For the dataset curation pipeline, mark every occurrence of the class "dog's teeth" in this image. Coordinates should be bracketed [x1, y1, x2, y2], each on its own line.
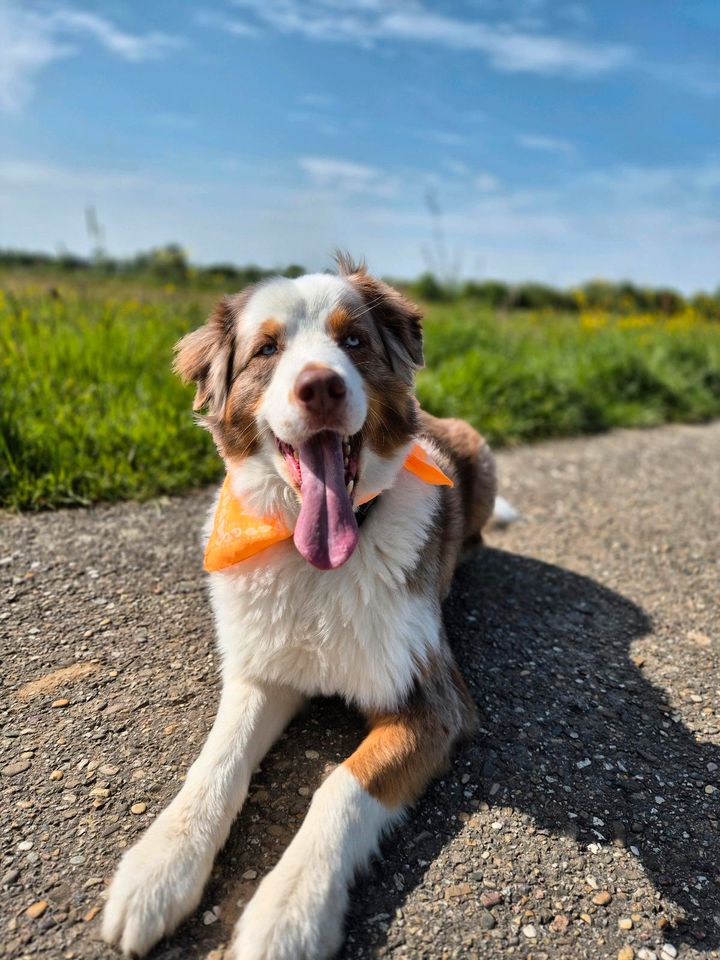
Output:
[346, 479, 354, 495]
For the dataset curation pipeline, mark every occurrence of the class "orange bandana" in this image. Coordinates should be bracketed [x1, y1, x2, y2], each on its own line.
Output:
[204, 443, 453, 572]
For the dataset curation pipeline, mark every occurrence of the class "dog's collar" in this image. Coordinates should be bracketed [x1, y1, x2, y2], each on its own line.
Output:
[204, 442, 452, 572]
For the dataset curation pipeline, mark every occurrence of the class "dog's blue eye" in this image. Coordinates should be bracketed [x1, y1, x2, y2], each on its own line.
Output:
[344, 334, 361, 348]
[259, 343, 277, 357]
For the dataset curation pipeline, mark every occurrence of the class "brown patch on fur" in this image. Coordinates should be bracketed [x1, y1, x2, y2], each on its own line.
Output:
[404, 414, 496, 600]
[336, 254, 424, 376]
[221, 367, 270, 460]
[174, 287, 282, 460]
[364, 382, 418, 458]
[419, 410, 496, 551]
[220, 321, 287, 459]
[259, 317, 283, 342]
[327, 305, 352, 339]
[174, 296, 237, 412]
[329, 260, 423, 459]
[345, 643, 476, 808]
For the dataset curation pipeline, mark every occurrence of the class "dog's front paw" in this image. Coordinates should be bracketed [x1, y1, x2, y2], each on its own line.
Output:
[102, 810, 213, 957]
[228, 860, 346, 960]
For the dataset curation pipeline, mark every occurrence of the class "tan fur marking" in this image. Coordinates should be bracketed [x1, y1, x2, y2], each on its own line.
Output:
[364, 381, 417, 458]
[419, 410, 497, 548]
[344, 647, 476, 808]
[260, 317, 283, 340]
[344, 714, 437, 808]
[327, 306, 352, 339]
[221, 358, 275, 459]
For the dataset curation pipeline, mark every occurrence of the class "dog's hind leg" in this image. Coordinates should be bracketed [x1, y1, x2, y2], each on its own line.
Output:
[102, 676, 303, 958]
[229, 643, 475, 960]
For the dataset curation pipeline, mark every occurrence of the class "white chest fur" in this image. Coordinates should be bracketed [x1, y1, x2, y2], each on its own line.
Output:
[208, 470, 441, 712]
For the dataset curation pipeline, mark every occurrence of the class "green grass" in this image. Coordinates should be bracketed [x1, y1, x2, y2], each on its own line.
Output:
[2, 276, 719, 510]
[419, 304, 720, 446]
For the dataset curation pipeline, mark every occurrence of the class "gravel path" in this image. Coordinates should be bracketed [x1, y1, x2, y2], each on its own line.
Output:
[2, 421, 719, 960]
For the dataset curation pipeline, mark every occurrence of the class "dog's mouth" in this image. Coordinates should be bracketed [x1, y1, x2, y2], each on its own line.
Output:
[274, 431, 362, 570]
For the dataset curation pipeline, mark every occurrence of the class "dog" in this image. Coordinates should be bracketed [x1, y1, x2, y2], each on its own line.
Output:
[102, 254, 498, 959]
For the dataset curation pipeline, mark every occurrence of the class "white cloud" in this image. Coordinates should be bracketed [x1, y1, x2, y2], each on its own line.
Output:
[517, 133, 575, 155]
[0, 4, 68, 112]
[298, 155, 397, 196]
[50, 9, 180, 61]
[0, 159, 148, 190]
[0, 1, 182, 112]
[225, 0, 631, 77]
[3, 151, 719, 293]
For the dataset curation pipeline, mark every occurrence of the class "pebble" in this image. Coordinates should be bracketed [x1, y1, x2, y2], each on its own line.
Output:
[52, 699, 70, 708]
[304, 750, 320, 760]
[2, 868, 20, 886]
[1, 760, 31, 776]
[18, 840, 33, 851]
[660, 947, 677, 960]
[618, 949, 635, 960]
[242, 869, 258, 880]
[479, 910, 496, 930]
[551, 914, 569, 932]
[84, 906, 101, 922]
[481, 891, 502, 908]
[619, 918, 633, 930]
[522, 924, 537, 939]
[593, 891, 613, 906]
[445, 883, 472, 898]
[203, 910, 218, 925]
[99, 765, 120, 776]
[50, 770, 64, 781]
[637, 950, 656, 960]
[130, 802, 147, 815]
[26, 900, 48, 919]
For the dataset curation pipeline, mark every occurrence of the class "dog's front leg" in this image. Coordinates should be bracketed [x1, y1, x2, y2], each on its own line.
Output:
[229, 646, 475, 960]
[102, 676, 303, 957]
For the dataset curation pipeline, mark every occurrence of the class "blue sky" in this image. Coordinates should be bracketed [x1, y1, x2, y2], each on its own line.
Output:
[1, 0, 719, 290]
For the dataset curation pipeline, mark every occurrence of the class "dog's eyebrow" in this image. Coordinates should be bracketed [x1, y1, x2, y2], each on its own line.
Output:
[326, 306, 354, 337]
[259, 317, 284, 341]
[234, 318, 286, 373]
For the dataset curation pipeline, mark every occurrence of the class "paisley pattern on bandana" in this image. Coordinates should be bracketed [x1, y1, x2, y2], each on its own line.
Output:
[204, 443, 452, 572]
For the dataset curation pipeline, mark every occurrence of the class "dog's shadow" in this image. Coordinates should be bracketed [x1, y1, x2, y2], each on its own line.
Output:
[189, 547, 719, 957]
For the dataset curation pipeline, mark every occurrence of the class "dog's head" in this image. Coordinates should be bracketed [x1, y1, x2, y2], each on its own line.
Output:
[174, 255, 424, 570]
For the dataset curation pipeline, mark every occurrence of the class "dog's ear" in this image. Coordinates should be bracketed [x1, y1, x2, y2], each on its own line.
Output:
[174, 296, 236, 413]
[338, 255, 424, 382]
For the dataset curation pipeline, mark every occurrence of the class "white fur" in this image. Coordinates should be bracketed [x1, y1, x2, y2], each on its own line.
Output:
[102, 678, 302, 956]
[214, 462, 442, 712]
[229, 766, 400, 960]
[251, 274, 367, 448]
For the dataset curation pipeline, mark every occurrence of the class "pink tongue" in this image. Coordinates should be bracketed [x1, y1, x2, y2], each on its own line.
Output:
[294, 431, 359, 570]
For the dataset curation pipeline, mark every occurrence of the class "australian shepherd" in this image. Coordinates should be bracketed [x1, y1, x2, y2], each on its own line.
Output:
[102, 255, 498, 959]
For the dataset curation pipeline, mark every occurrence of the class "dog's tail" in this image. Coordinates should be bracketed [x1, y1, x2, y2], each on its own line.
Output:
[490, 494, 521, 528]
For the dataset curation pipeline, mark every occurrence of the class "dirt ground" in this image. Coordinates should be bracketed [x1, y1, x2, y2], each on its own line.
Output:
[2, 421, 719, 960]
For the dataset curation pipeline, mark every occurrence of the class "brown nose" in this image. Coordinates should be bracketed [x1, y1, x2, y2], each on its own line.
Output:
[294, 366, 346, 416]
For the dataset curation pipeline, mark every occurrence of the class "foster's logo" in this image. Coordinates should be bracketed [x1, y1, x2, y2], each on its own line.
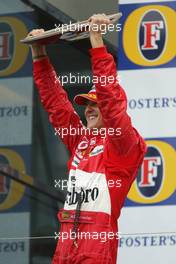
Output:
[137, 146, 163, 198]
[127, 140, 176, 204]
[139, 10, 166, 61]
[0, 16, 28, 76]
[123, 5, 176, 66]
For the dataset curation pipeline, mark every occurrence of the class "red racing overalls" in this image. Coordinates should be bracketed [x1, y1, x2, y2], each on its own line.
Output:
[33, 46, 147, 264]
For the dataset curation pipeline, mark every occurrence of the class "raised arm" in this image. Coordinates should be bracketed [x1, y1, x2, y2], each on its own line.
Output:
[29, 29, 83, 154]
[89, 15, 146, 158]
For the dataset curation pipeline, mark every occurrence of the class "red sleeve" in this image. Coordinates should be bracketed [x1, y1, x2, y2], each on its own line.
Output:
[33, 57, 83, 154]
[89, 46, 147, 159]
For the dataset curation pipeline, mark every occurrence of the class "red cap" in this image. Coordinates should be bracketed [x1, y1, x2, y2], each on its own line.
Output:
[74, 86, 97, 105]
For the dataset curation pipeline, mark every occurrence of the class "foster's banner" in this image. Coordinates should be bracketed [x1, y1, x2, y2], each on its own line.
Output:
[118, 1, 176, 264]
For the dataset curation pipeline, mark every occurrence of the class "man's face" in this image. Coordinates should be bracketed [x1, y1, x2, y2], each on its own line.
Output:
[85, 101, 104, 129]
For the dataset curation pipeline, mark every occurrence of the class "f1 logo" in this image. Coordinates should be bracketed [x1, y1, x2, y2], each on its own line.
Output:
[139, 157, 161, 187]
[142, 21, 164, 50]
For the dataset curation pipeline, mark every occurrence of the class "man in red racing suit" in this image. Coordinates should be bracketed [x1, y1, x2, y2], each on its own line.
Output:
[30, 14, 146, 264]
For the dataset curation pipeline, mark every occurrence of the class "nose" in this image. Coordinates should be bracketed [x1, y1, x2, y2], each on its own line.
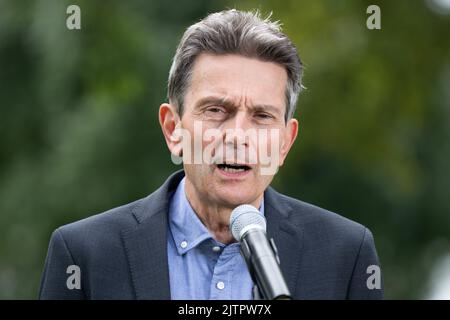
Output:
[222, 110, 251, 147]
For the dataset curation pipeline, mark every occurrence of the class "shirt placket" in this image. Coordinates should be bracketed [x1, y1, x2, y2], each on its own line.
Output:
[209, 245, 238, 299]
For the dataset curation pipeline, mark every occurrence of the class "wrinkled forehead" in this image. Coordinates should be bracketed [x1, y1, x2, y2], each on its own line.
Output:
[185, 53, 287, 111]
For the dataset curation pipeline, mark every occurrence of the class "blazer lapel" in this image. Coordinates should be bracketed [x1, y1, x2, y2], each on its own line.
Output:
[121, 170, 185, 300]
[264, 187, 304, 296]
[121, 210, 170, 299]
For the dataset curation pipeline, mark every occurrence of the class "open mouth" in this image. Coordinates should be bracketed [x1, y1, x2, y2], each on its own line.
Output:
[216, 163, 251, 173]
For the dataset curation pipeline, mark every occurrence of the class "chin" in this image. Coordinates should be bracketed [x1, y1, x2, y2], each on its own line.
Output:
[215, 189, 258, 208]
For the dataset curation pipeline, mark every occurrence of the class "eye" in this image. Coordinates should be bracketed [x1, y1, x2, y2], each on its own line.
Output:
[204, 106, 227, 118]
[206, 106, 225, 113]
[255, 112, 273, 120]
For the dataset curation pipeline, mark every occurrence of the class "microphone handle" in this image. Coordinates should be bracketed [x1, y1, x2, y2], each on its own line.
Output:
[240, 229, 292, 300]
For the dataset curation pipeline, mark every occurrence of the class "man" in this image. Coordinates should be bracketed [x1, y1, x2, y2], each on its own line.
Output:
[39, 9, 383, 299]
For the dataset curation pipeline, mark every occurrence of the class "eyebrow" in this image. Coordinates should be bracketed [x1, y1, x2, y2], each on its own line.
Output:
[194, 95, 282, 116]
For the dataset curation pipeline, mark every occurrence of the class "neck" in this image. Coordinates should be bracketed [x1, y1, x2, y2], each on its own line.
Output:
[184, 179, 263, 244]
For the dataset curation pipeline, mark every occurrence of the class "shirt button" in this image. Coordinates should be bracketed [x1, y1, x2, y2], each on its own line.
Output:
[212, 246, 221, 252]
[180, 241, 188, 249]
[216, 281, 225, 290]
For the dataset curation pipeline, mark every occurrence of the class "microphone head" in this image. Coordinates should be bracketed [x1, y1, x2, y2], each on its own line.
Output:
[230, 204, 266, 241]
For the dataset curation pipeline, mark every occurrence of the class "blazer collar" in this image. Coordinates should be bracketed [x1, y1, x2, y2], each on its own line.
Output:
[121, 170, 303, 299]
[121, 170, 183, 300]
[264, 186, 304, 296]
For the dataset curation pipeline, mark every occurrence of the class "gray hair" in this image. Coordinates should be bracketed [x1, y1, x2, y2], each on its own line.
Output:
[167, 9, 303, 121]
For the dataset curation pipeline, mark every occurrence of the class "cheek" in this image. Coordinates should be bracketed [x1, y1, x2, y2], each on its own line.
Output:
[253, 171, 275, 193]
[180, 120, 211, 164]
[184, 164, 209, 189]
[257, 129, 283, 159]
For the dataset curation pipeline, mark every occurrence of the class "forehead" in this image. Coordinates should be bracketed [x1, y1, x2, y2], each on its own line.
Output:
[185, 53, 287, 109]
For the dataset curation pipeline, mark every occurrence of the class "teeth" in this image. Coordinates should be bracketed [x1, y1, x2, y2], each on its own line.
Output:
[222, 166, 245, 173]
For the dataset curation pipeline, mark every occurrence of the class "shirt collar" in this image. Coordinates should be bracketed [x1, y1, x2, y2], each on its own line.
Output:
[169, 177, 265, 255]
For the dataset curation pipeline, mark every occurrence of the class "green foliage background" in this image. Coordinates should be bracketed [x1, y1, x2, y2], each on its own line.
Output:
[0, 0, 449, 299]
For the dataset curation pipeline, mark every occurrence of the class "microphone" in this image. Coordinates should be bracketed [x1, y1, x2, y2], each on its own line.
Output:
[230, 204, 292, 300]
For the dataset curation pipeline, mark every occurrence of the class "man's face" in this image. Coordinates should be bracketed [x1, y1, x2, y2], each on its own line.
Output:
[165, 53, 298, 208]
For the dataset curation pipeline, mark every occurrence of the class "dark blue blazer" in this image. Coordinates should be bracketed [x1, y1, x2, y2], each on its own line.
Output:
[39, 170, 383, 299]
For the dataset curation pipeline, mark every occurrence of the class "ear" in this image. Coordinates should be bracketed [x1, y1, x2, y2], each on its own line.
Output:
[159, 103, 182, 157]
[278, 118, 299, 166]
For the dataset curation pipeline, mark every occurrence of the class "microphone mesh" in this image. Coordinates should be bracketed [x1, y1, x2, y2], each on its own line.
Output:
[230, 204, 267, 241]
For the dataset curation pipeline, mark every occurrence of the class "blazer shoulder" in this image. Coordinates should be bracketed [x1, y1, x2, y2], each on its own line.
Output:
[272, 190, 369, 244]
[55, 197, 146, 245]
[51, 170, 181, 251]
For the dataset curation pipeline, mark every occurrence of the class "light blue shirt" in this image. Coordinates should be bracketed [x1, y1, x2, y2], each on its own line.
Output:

★ ★ ★ ★ ★ ★ ★

_WHAT YOU HAVE TO DO:_ Scan the lines above for the word "teeth" and copy every one where it occurs.

_EXERCISE OUTPUT:_
For the dataset curation pipeline, mark every occurrence of the class "dog's teeth" in this image. Coordinates should be bracketed [x1, y1, x2, y2], each on its own line.
For the dataset curation pipeline, mark every occurrence of the class "teeth" in this image. Coordinates should be bracketed [x1, y1, x2, y2], each on its own line.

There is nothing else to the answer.